### DIRECTION A
Answer these questions about the discussion of the meter amplifier:
(i) What did the owner of the projector TV do to keep the power supply components cool?
(ii) Across what frequency range can the meter amp operate?
(iii) Which year is described as not long after analog computer circuits had been used?
### DIRECTION B
Extend the discussion of the meter amplifier's drift, picking up after its last sentence.

### PASSAGE GIVEN
╔══

This could be, but Patrick is competent enough to have checked that...

I used to have a projector TV that

had thermal problems in the power supply (I eventually replaced it with
a better TV) and I left the back off and pointed a fan directly at the
affected components, which worked for quite a while until things got
unmanageable (and I bought a new TV).


If you found out it was the psu, why not fix it instead of buying a new
one. Unless it wasn't worth it.



Now the meter amp is a damn strange concoction of discrete transistors
with both positive and negative loops of FB and which have different
effects at different F, so that it can operate from 5Hz to several
MHz, with a very flat response **providing** all the vari-caps and
gain pots and the biasing pot are all set just right. I found the bias
pot was somewhat out, but when adjusted right according to the
schematic Vdc voltages the bad meter drift still occurred.


if your bias power supply voltage drifts 'in relation to' other voltages
that matter, it's pretty much the same thing as changing its setting.
I've done quite a bit with direct coupled transistor circuits and I know
how dependent on regulated voltages they can be.


That's true


Yes but HP knew all about drift in transistor and tube circuits. Their
experts knew just how difficult it always was to make a partially DC
coupled and partially CR coupled circuit full of discretes work with
good stability. 1965 wasn't long after analog computer circuits had
been used, with caluclations and so on reliant on the NFB loop
accuracy.

╚══

### MATERIAL
╔══

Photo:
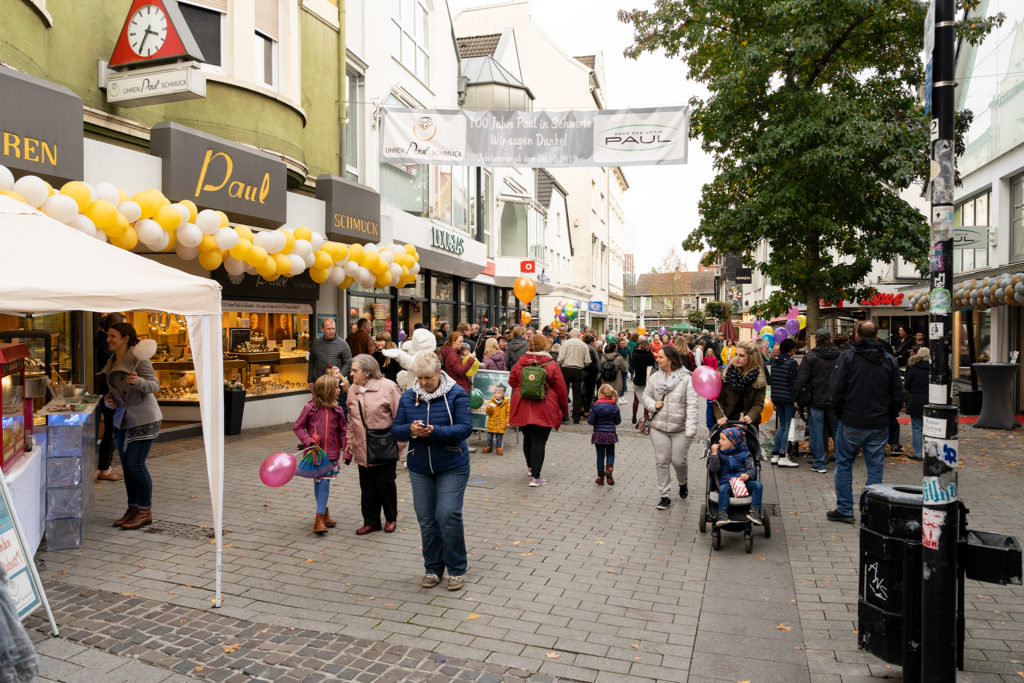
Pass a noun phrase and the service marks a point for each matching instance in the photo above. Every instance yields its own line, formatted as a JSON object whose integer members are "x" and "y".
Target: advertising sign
{"x": 530, "y": 139}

╚══

### EXPECTED ANSWER A
(i) Left the back off and pointed a fan directly at the affected components.
(ii) From 5Hz to several MHz.
(iii) 1965.

### EXPECTED ANSWER B
If you've got some 'liquid cold' (or one of those "canned air" spray
cans held upside down) you can freeze certain compoments to see if you
can alter the behavior.


Spraying "Kalte Spray" can help but in these circuits a drop in
temperature will surely make some components and settings drift.
So what's the cause then: Thermally instable components or the sudden
drop in environment temperature?

I do have some older testgear and some are out of spec or broken.
I wonder if it's worth the effort to fix them.
Some components are specially made for or by the manufacturer and are no
longer available.

Maybe it's better to Ebay them and with the money from it buy a more
recent(and hopefully) better one...


I might rationalise the metering circuit with a couple of opamps to at
least get the meter circuit to work far better than it ever was
designed. This is very easy these days, and I have already done it in
another metering circuit I made which powers a 4" wide meter where the
needle is centred with no signals. The meter amp is logarithmic and I
measure +/- 20dB each side of centre. This makes recording and
plotting the acoustic response af a speaker easy.

The opamps can be made to function as very linear modulation detectors
driving diodes which charge up caps and the DC is fed back to the
opamp input so that the opamp has not got to handle linear wide
bandwidth voltage amplification and then make a dc signal at the
output. If the opamps function as linear detectors, voila, simple and
stable. The Vdc outputs of the opamps follow the peak levels of the
wave forms. Both positive and negative going Vdc voltages from two
opamp outputs which are firmly biased for 0V can be made to provide 2
Vdc signals with the meter slung between the + and -.

Many better ways of doing things have been dreamed up since 1965, so
rather than spend a month of sundays repairing to the old ingenious
standards of 1965 which have serious limitations, its better to remove
some 1965 ingenuity and replace with later invented simple
brilliance.
Some things, like the HP meters do indeed seem like very nice kit and
they are a pleasure to read, although a light inside would be nice.

The 1972 Linsley Hood distortion measuring circuit could be used with
the nicely made HP wien bridge. This would allow a 0.01% THD
measurement, using about 1/4 of the parts HP thought appropriate.

The box quality and mechanical parts HP had made were a lot better
than anything Linsley Hood might have had access to.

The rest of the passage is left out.